Copy out, from the data, each line containing the string "instance".

(Records from a data source)
==================================================

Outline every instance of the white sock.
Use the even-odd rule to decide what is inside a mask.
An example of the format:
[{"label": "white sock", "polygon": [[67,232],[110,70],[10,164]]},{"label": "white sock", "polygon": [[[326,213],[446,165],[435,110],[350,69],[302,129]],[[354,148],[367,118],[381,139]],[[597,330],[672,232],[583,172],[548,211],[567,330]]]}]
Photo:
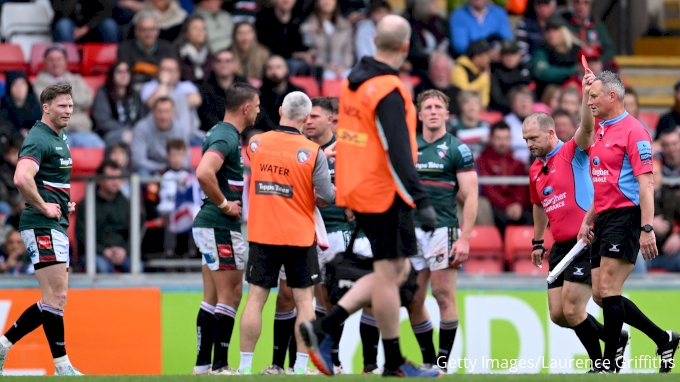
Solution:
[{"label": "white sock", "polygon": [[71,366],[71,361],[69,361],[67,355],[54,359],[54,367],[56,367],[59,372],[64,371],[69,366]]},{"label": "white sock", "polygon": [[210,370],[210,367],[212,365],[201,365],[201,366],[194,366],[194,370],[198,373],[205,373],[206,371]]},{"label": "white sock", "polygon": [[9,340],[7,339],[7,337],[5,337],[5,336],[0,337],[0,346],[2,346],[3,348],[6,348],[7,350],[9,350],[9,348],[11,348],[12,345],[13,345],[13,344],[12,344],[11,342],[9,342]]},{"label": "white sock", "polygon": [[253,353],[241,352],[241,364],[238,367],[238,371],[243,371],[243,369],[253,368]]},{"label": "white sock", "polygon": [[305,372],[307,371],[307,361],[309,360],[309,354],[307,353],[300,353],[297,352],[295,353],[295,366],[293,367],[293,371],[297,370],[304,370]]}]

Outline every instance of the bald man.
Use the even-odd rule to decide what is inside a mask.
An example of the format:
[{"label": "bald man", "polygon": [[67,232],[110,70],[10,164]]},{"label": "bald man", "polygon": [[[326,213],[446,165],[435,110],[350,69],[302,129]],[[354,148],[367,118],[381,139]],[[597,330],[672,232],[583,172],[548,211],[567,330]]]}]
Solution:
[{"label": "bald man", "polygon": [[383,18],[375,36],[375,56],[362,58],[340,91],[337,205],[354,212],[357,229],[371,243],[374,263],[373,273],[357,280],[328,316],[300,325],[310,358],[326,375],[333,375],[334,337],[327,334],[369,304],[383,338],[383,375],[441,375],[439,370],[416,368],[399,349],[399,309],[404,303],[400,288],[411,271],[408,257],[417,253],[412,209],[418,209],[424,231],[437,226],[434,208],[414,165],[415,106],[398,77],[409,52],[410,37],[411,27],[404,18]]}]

==================================================

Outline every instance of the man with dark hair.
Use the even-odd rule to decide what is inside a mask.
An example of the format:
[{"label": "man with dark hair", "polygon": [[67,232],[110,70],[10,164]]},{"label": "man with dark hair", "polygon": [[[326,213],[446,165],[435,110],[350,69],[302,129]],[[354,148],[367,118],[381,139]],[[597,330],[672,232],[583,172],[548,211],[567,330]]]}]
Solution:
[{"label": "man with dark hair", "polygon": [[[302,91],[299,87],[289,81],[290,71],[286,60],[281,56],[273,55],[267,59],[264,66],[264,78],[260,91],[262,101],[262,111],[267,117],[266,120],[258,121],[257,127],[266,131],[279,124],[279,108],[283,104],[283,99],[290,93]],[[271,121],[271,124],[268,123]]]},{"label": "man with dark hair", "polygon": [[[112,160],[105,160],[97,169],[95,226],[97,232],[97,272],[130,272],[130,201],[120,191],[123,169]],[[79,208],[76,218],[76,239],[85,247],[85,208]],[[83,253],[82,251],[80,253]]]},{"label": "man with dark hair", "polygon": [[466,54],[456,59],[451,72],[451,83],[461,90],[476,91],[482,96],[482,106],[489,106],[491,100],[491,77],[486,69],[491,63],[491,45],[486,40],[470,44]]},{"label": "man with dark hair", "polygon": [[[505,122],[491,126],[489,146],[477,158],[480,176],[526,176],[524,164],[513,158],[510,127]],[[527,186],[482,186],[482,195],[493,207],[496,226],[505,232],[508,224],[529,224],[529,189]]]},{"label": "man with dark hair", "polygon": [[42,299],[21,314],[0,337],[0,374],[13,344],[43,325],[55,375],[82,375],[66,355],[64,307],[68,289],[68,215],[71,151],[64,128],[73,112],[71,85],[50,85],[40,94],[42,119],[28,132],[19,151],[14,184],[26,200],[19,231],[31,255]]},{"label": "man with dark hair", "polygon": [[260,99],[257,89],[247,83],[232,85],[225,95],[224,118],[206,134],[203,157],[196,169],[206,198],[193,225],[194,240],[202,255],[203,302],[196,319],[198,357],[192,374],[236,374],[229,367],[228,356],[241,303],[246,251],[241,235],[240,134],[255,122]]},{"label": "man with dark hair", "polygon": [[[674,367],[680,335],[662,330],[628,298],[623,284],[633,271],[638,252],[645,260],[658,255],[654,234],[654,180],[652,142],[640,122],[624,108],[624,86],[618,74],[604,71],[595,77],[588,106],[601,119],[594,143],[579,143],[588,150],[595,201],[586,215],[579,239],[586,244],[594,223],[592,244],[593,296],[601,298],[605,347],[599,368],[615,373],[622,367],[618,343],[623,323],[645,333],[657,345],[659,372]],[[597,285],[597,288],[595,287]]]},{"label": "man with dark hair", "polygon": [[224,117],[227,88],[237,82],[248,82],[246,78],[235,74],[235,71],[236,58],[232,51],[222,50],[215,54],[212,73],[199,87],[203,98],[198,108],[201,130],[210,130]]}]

==================================================

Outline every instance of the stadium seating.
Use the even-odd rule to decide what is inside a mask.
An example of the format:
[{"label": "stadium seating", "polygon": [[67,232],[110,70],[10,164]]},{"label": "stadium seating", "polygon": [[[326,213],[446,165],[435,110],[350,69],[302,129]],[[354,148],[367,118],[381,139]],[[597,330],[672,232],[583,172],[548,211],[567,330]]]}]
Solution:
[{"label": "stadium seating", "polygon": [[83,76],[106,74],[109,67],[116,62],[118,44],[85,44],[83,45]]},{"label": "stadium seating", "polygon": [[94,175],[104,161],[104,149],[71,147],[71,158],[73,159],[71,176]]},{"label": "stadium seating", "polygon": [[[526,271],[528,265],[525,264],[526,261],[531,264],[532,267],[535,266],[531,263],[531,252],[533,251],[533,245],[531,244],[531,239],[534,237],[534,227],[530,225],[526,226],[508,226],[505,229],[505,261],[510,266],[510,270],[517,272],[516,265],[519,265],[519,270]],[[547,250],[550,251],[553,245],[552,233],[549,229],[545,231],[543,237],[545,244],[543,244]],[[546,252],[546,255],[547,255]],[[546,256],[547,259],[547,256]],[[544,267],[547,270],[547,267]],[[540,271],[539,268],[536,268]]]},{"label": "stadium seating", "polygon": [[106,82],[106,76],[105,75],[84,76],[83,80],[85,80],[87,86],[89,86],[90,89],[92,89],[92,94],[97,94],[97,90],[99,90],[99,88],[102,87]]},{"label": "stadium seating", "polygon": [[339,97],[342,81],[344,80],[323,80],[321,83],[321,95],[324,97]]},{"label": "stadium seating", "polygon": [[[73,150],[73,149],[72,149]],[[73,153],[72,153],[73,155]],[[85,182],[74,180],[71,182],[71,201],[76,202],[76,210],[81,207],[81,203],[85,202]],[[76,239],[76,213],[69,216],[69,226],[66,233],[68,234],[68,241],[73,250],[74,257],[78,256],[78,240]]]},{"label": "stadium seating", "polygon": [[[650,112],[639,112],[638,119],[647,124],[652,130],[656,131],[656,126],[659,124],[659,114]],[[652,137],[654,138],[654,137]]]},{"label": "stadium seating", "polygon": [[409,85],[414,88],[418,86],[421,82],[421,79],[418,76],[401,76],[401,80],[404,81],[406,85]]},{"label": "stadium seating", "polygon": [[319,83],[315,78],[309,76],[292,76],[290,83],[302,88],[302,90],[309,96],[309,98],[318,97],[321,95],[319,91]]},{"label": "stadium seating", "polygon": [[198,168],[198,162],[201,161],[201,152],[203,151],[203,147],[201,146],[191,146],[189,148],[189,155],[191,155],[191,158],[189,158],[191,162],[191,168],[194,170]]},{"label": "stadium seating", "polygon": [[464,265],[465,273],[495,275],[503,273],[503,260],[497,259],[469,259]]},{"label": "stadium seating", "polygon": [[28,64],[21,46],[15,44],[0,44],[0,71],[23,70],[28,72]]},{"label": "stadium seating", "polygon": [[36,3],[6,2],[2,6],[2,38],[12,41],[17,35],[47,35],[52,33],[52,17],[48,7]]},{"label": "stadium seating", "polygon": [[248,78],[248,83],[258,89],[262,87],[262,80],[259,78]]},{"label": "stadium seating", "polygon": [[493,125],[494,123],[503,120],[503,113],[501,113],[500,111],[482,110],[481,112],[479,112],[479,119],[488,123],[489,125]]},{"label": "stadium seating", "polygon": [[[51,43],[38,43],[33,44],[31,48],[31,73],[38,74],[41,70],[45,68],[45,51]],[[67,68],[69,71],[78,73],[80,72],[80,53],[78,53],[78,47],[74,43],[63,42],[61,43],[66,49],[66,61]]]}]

==================================================

Written response:
Outline every instance of the white sock.
Outline every instance of the bald man.
Outline every instance of the man with dark hair.
Outline every instance of the stadium seating.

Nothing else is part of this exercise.